## WRITTEN REQUEST:
Copy each of the entries below word for word, keeping every line in its original order.
___ GIVEN ENTRIES ___
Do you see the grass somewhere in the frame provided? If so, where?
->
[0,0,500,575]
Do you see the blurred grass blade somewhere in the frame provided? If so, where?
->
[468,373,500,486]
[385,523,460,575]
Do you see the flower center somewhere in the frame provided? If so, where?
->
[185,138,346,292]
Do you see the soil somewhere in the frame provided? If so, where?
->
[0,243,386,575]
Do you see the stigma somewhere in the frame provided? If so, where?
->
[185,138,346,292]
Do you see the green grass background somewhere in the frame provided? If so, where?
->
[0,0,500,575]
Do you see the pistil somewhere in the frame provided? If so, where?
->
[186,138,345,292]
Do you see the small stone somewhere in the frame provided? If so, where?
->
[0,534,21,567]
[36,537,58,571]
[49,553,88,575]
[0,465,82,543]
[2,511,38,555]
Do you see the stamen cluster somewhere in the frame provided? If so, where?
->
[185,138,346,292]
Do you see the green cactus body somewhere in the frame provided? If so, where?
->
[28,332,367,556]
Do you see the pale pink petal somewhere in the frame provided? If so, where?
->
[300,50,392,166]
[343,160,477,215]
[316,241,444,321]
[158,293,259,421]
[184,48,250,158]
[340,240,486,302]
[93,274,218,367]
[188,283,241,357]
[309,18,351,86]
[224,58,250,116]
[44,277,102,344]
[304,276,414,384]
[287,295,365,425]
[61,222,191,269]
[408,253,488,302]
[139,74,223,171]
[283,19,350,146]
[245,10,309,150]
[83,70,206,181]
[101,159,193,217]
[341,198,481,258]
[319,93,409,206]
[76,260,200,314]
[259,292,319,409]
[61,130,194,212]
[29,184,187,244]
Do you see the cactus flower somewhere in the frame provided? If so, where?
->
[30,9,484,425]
___
## EXERCISE OUTPUT:
Do you see the grass somewhere in the frame provided? If so, where?
->
[0,0,500,575]
Do you see the blurred grass blade somewhere in the frame provided? If so, where?
->
[468,373,500,486]
[385,523,460,575]
Do you see the flower center somewhere in the frame provided? If so, where?
->
[185,138,346,292]
Do you see the soil somewhere in the frame provided? If so, where?
->
[0,243,386,575]
Do you see the stigma somewhere in the frame provided? If so, where?
->
[185,138,346,292]
Do you see the green grass background somewhere in the frame provided? If so, where?
->
[0,0,500,575]
Do you see the pistil somewhere in the frame provided? If so, where?
->
[186,138,345,292]
Do you see the small stone somewhere in the frame provided? If so, where?
->
[0,534,21,567]
[36,537,58,571]
[49,553,88,575]
[0,465,82,543]
[2,511,38,555]
Do you see the stamen cluster somewhere in the frame provided? If so, where?
->
[185,138,346,292]
Do you see the green cactus body somewhere in the frame provided? If so, where?
->
[28,332,367,556]
Do you see the pale pink petal somewhere in the frame provided? If so, where?
->
[300,50,392,166]
[343,160,477,215]
[316,241,444,321]
[158,293,259,421]
[184,48,250,158]
[340,240,486,302]
[93,274,218,367]
[188,283,241,357]
[309,18,351,86]
[224,58,250,116]
[44,277,102,344]
[304,276,414,384]
[287,295,365,425]
[61,222,191,269]
[408,253,488,302]
[139,74,223,171]
[283,19,350,146]
[245,10,309,150]
[83,70,206,181]
[101,159,193,217]
[341,198,481,258]
[319,93,409,206]
[76,260,200,314]
[259,292,319,409]
[61,130,194,212]
[29,184,187,244]
Do you see the cactus flower somewhere in the frame provided? If so, where?
->
[30,9,484,425]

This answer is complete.